"""

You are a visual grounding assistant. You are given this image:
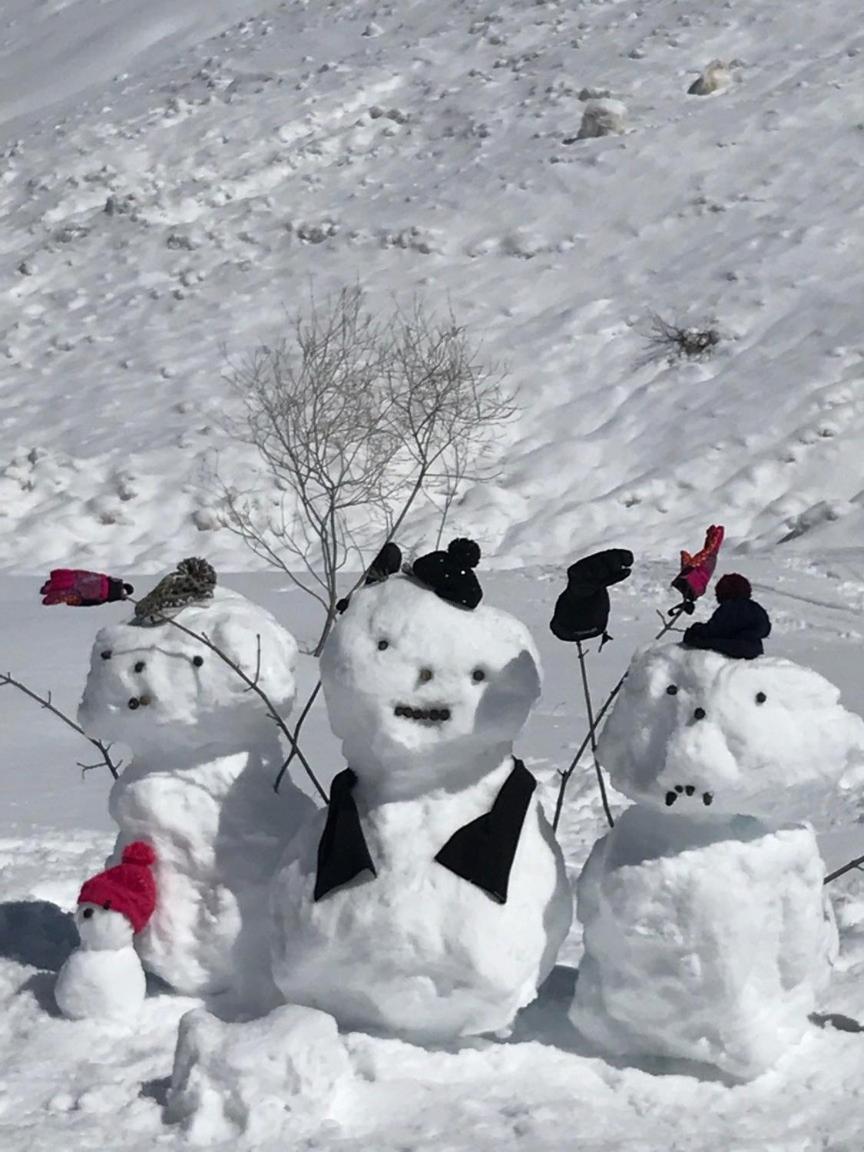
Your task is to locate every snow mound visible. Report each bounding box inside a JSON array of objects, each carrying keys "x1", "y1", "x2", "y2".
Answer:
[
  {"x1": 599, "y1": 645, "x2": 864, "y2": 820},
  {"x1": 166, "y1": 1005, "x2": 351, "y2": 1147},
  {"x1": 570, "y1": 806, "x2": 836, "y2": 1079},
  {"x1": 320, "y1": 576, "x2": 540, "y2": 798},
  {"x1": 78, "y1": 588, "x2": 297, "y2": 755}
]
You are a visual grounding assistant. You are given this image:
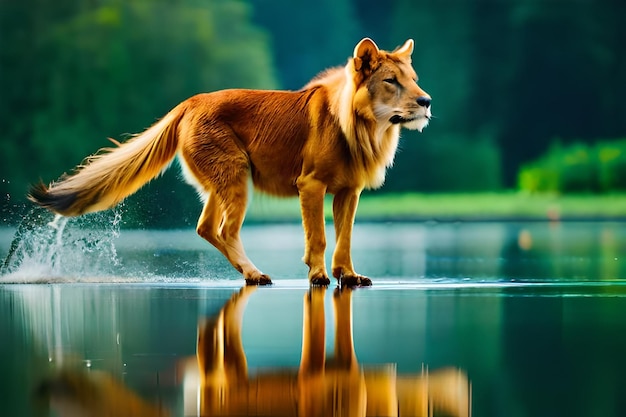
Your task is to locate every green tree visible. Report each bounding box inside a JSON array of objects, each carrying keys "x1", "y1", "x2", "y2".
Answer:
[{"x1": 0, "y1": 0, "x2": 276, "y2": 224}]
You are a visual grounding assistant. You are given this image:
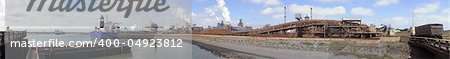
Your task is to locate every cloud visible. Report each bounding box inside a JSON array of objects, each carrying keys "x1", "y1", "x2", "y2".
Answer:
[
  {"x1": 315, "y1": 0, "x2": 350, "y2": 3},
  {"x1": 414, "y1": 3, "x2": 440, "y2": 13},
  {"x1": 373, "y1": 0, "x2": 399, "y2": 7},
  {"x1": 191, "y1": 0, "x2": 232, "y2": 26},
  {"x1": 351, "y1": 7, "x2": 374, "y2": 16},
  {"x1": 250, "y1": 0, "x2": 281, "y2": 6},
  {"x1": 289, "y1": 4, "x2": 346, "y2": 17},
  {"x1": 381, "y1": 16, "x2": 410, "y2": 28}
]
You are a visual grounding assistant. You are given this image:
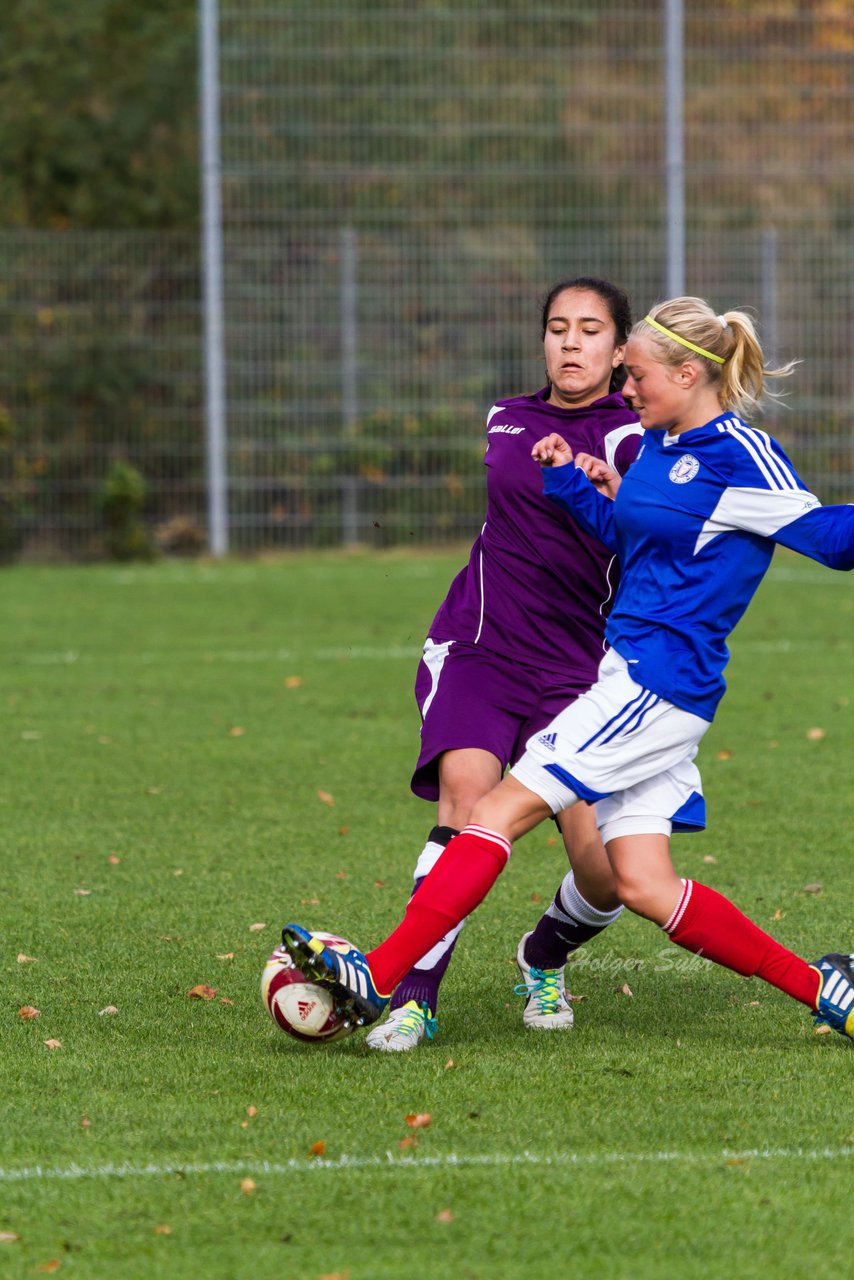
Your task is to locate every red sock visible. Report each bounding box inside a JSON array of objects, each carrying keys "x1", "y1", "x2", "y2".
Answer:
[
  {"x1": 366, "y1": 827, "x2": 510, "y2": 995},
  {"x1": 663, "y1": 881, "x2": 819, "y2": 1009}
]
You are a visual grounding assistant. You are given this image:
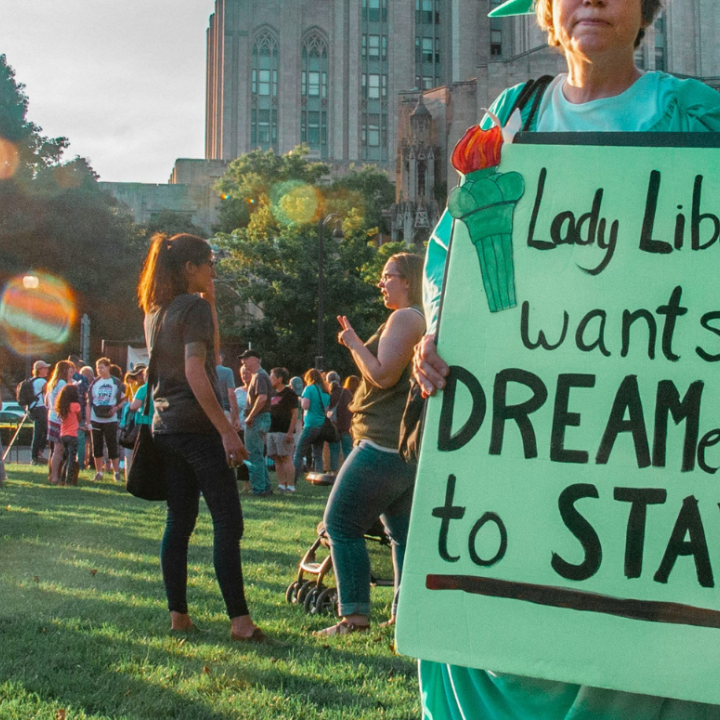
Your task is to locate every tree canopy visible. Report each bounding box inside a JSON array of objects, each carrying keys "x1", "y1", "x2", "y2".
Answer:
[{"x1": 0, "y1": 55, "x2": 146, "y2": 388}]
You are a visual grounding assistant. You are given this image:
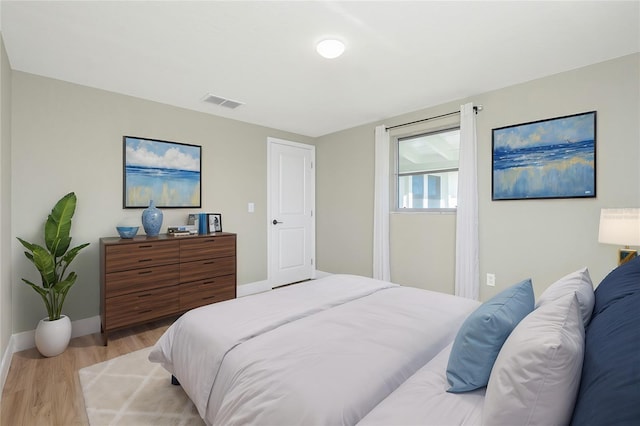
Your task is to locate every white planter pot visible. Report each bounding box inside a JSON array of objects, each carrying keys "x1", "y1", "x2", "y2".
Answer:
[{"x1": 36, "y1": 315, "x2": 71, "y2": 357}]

"""

__Votre tâche__
Repérez chaque ligne des items où figure le mot « tree », puis recopiez ces lignes.

__Réponse__
Your task is to locate every green tree visible. Report each bounding box inside a JSON array of objects, each carrying keys "x1", "y1", "x2", "y2".
Your task is to locate every tree canopy visible. Report each bounding box inside a JSON array of objects, each carrying keys "x1", "y1", "x2", "y2".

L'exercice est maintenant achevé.